**YOUR TASK:** Retype every record below exactly as it appears.

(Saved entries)
★ ★ ★
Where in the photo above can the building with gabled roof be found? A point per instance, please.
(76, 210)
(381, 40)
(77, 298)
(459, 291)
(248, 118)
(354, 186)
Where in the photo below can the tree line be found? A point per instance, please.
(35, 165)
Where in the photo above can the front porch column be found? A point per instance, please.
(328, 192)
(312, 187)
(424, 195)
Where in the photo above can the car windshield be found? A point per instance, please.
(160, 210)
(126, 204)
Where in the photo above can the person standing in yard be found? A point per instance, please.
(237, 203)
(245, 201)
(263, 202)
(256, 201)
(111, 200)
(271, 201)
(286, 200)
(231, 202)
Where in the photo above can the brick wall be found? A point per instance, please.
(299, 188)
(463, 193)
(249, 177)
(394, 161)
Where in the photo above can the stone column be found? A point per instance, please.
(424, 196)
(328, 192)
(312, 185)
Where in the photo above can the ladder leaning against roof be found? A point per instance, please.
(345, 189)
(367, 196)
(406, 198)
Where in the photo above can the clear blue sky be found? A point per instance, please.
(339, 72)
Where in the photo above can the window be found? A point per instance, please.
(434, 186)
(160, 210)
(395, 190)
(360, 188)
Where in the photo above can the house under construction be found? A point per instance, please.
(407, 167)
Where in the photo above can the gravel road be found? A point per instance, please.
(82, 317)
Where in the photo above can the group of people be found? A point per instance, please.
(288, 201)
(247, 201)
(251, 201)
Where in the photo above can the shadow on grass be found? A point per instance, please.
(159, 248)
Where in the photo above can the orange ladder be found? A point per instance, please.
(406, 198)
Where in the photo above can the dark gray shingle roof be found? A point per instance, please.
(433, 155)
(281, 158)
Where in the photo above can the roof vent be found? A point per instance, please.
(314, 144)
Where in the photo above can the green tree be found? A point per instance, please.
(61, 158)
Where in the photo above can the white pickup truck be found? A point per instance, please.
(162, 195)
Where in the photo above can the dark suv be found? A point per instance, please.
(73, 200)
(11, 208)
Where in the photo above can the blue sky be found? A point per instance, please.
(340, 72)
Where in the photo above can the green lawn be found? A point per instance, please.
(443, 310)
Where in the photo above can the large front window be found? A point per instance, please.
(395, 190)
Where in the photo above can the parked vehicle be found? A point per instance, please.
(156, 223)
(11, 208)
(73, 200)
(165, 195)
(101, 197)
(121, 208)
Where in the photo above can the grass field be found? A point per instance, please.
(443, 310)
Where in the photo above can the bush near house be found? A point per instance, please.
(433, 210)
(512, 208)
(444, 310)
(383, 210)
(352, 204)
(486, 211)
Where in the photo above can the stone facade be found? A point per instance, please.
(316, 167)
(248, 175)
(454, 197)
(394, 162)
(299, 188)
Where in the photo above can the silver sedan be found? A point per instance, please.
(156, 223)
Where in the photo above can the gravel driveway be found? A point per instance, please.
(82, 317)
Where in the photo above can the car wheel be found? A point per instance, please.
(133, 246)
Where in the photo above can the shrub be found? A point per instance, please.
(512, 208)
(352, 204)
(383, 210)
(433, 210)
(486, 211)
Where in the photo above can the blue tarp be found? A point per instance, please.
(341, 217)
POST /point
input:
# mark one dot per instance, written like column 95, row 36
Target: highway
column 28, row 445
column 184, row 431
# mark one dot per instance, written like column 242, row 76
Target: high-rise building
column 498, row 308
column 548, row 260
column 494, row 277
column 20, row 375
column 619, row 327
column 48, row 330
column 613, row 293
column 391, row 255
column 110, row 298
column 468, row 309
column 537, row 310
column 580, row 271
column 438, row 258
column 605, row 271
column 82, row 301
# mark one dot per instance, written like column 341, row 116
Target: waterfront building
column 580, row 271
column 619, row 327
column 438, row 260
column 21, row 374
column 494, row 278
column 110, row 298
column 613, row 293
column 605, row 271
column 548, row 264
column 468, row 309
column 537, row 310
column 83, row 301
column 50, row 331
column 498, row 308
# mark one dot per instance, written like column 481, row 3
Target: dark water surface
★ ★ ★
**COMPLETED EXERCISE:**
Where in the photo above can the building with gabled roof be found? A point per instance, please.
(76, 210)
(381, 40)
(77, 298)
(459, 291)
(248, 118)
(354, 186)
Where in the photo below can the tree line be found? A point per instance, please.
(35, 165)
Where in the photo above can the front porch column be found? A point per instance, please.
(328, 192)
(312, 187)
(424, 195)
Where in the photo above can the car windshield be found? A point per instance, please.
(160, 210)
(126, 204)
Where in the photo above can the person standing in yard be found? A point per instance, please.
(237, 203)
(245, 201)
(263, 202)
(256, 201)
(111, 200)
(271, 201)
(286, 200)
(231, 202)
Where in the photo above can the brick wall be found? A point per instance, please.
(299, 188)
(463, 193)
(249, 177)
(394, 161)
Where in the photo above can the stone column be found? A point per instance, please.
(424, 196)
(328, 192)
(312, 185)
Where in the photo above can the ladder leaning against roof be found? A point per instance, please.
(345, 189)
(367, 196)
(406, 198)
Where in the photo above can the clear blue sky be found? A point per instance, please.
(339, 72)
Where in the photo above can the window be found? A point per instance, please.
(434, 186)
(160, 210)
(395, 190)
(360, 188)
Where in the photo above can the house under construction be found? A point per instance, please.
(407, 167)
Where in the photo above can the gravel road be found? A point per instance, please.
(82, 317)
Where in the photo above can the group of people be found? A point per instance, please.
(288, 201)
(247, 201)
(251, 201)
Where in the photo above can the shadow on grass be found? A point per instance, please.
(159, 248)
Where in the photo above can the orange ladder be found? A point per instance, please.
(406, 198)
Where in the photo above can the dark gray shingle roof be found? A point per instance, please.
(433, 155)
(281, 158)
Where in the photo above can the roof vent be found? A point per instance, please.
(314, 144)
Where in the photo above can the green tree be found? A point per instance, please.
(61, 158)
Where in the photo above can the white pickup truck be found? A point per instance, please.
(162, 195)
Where in the photo above can the dark suv be found? A point per instance, please.
(73, 200)
(11, 208)
Where in the photo above can the blue sky be found? A point per instance, please.
(340, 72)
Where in the photo above can the green lawn be found? A point per instance, please.
(443, 310)
Where in the photo above can the large front window be found? A point per instance, please.
(395, 190)
Where in the photo above can the parked vehicle be found? A point per instance, please.
(156, 223)
(11, 208)
(73, 200)
(165, 195)
(101, 197)
(121, 208)
Where in the photo above can the grass field be found? A point per instance, please.
(443, 310)
Where in the photo above can the bush near house be found? A point per instance, please.
(433, 210)
(512, 208)
(444, 310)
(383, 210)
(352, 204)
(486, 211)
Where in the photo above can the stone facade be found? A point per instance, please.
(316, 167)
(248, 175)
(454, 197)
(394, 162)
(299, 188)
Where in the photo above can the silver sedan be found? A point per instance, please.
(156, 223)
Where in the photo above can the gravel driveway be found? A point per instance, please.
(82, 317)
Where in the photo above can the car wheel be found? A point per instance, please.
(133, 246)
Where in the photo above can the shrub be found? A point per instance, please.
(512, 208)
(352, 204)
(383, 210)
(433, 210)
(486, 211)
Where in the photo above can the blue tarp be found? A point per instance, please.
(341, 217)
POST /point
input:
# mark one dot per instance, written like column 95, row 36
Target: highway
column 28, row 445
column 184, row 431
# mark one dot per instance, written like column 242, row 76
Target: high-rise building
column 498, row 308
column 548, row 260
column 494, row 277
column 20, row 375
column 619, row 327
column 48, row 330
column 613, row 293
column 391, row 255
column 110, row 298
column 468, row 309
column 537, row 310
column 580, row 271
column 438, row 258
column 605, row 271
column 82, row 301
# mark one dot per instance, written like column 341, row 116
Target: waterfront building
column 580, row 271
column 619, row 327
column 438, row 260
column 21, row 374
column 494, row 278
column 110, row 298
column 613, row 293
column 605, row 271
column 548, row 264
column 468, row 309
column 537, row 310
column 83, row 301
column 50, row 331
column 498, row 308
# mark one dot per instance, written like column 481, row 3
Target: dark water surface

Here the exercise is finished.